What you will do
1. From the passage on story beginnings and endings, list the three openings that the writer says short stories have been started with.
2. Return the part of the passage on story beginnings and endings that opens with the words containing "By Kasie Whitener" and closes with "a summer night.".

By Kasie Whitener
On last
week’s episode of Write On SC, we discussed the
challenge of writing the middle of the story.
Often, as writers, we are inspired to write the
beginning when some specific inciting incident catches our interest. My vampire
novel begins with Lord Byron being rescued by a vampire. My GenX novel begins
with Brian learning his best friend is dead. I’ve started short stories with a
character recognizing a high school classmate in a magazine, making eye contact
with an old lover across a lobby, and pulling into the driveway of a ski cabin
on a summer night.
The beginning sometimes feels easy. Or sometimes
we draft the beginning and decide during revision to start the story earlier or
later. The beginning answers specific questions like, “What makes this day
significant?” and “Why are we seeing this character now?”
Sometimes it’s the ending that comes easy.
The inevitable outcome of the vampire novel is
that the protagonist will murder the woman he loves. Brian must return to San
Francisco after burying his friend. And in the short stories: a football game
ends in defeat, a couple agrees to stay committed even while the woman takes an
overseas assignment, and power is restored to a community after a Derecho
allows an old woman to relish the freedom of being alone.

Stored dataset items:
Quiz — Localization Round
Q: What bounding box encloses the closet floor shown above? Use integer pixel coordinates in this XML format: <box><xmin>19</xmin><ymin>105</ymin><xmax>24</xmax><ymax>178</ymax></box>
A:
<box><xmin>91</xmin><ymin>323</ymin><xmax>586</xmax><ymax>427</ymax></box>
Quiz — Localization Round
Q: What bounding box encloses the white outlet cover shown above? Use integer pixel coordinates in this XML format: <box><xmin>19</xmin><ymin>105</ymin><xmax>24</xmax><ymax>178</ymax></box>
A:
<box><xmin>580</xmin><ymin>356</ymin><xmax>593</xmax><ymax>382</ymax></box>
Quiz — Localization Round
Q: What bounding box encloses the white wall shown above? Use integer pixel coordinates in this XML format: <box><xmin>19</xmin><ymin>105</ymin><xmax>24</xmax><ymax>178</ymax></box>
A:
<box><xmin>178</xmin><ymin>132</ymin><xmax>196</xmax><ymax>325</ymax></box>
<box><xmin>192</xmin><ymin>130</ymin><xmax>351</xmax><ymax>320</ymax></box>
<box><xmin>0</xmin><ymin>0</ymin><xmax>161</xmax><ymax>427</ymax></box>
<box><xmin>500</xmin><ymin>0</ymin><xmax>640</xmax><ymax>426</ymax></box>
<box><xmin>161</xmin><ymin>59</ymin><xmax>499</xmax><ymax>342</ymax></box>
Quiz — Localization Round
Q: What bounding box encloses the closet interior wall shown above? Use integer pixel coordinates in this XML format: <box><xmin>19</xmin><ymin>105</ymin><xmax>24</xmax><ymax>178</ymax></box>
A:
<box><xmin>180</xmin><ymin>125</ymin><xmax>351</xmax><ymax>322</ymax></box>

Outputs for the tasks
1.
- A character recognizing a high school classmate in a magazine
- Making eye contact with an old lover across a lobby
- Pulling into the driveway of a ski cabin on a summer night

2.
By Kasie Whitener
On last
week’s episode of Write On SC, we discussed the
challenge of writing the middle of the story.
Often, as writers, we are inspired to write the
beginning when some specific inciting incident catches our interest. My vampire
novel begins with Lord Byron being rescued by a vampire. My GenX novel begins
with Brian learning his best friend is dead. I’ve started short stories with a
character recognizing a high school classmate in a magazine, making eye contact
with an old lover across a lobby, and pulling into the driveway of a ski cabin
on a summer night.